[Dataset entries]
□ □ □ □ □ □ □
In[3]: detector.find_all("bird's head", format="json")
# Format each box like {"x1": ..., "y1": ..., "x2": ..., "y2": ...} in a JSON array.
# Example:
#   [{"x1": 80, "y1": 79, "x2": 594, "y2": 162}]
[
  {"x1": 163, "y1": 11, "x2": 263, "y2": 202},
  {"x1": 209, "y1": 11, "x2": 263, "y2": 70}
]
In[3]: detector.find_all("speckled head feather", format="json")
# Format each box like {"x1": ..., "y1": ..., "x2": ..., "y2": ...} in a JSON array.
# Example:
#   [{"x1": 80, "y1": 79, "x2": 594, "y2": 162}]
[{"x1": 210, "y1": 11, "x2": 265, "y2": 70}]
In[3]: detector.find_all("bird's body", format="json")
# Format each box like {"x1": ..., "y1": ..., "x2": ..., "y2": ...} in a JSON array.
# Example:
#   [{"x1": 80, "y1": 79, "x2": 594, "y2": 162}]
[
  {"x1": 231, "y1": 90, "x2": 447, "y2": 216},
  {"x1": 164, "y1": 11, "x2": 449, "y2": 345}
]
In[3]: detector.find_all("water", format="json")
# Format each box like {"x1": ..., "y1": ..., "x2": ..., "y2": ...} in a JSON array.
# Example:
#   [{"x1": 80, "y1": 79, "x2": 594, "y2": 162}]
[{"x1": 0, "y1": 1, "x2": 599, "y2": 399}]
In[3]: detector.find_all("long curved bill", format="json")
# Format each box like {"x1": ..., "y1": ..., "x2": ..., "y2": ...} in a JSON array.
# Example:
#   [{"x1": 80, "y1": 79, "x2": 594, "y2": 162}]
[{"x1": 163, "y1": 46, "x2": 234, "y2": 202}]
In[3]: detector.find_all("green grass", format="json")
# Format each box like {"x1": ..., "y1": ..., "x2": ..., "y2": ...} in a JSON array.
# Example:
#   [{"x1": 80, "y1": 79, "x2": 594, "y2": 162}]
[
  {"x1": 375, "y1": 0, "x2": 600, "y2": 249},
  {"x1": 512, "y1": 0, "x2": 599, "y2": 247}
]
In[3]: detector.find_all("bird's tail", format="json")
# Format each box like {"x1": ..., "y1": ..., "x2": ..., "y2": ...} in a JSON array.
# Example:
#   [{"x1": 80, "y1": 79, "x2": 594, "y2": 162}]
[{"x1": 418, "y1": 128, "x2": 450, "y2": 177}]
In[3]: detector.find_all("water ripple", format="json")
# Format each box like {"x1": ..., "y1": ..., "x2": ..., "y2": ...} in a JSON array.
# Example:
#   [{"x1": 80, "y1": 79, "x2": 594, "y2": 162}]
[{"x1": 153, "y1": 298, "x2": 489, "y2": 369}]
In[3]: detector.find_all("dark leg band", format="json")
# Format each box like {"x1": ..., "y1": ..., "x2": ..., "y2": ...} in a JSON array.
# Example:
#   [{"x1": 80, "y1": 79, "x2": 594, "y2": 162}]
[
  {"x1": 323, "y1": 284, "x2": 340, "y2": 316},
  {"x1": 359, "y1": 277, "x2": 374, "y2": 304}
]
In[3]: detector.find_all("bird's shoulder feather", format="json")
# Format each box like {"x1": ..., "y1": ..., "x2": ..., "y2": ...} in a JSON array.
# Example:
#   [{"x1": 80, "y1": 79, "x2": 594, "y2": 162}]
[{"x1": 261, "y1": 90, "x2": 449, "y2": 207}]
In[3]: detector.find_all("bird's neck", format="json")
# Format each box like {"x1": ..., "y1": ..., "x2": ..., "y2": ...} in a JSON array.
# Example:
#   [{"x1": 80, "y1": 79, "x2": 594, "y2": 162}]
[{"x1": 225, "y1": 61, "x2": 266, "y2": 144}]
□ □ □ □ □ □ □
* [WHAT THIS TASK INVOLVES]: Your task is to retype the records above exactly.

* [EXERCISE RESULT]:
In[3]: detector.find_all("bird's head", format="json")
# Format each box like {"x1": ..., "y1": ..., "x2": ..., "y2": ...} in a JSON array.
# Example:
#   [{"x1": 80, "y1": 79, "x2": 594, "y2": 162}]
[
  {"x1": 163, "y1": 11, "x2": 263, "y2": 202},
  {"x1": 209, "y1": 11, "x2": 263, "y2": 70}
]
In[3]: detector.find_all("speckled head feather", format="json")
# Format each box like {"x1": ..., "y1": ..., "x2": ..., "y2": ...} in a JSON array.
# Example:
#   [{"x1": 80, "y1": 79, "x2": 594, "y2": 162}]
[{"x1": 210, "y1": 11, "x2": 265, "y2": 70}]
In[3]: detector.find_all("bird's body", format="json")
# Format each box like {"x1": ..., "y1": ..., "x2": ..., "y2": ...} in a JSON array.
# Example:
#   [{"x1": 80, "y1": 79, "x2": 594, "y2": 162}]
[
  {"x1": 231, "y1": 90, "x2": 447, "y2": 216},
  {"x1": 164, "y1": 11, "x2": 449, "y2": 345}
]
In[3]: detector.find_all("water", format="json")
# Format each box like {"x1": ..., "y1": ..., "x2": ..., "y2": ...} in a JSON array.
# Example:
#   [{"x1": 80, "y1": 79, "x2": 594, "y2": 162}]
[{"x1": 0, "y1": 1, "x2": 599, "y2": 399}]
In[3]: detector.find_all("long curved bill", format="json")
# Format each box like {"x1": ..., "y1": ..., "x2": ..., "y2": ...} in a JSON array.
# Example:
#   [{"x1": 80, "y1": 79, "x2": 594, "y2": 162}]
[{"x1": 163, "y1": 46, "x2": 234, "y2": 202}]
In[3]: detector.find_all("green grass", format="json")
# Format each box like {"x1": ..., "y1": ..., "x2": ..., "y2": ...} in a JSON array.
# Example:
#   [{"x1": 80, "y1": 79, "x2": 594, "y2": 162}]
[
  {"x1": 375, "y1": 0, "x2": 600, "y2": 249},
  {"x1": 512, "y1": 0, "x2": 599, "y2": 247}
]
In[3]: detector.find_all("bird's tail", format="json")
# Format each box like {"x1": ..., "y1": ..., "x2": ..., "y2": ...} in a JSON array.
# Example:
#   [{"x1": 80, "y1": 79, "x2": 594, "y2": 162}]
[{"x1": 418, "y1": 128, "x2": 450, "y2": 177}]
In[3]: detector.find_all("water ripple", format="json")
# Format each box like {"x1": ..., "y1": ..., "x2": ..., "y2": ...} in a JSON array.
# Example:
#   [{"x1": 80, "y1": 79, "x2": 594, "y2": 162}]
[{"x1": 153, "y1": 298, "x2": 489, "y2": 369}]
In[3]: detector.find_all("dark leg band", format="json")
# Format each box like {"x1": ..., "y1": ..., "x2": ..., "y2": ...} in a JSON array.
# Example:
#   [{"x1": 80, "y1": 79, "x2": 594, "y2": 162}]
[
  {"x1": 323, "y1": 284, "x2": 340, "y2": 316},
  {"x1": 359, "y1": 277, "x2": 374, "y2": 304}
]
In[3]: detector.find_all("bird's shoulder feather", format="json")
# Format each box like {"x1": ..., "y1": ..., "x2": ..., "y2": ...} in a JSON array.
# Example:
#   [{"x1": 80, "y1": 79, "x2": 594, "y2": 162}]
[{"x1": 261, "y1": 90, "x2": 449, "y2": 207}]
In[3]: detector.find_all("bird's neck", format="json")
# Format each box like {"x1": ..., "y1": ..., "x2": ..., "y2": ...} in a JSON array.
# Example:
#   [{"x1": 80, "y1": 79, "x2": 594, "y2": 162}]
[{"x1": 225, "y1": 61, "x2": 266, "y2": 144}]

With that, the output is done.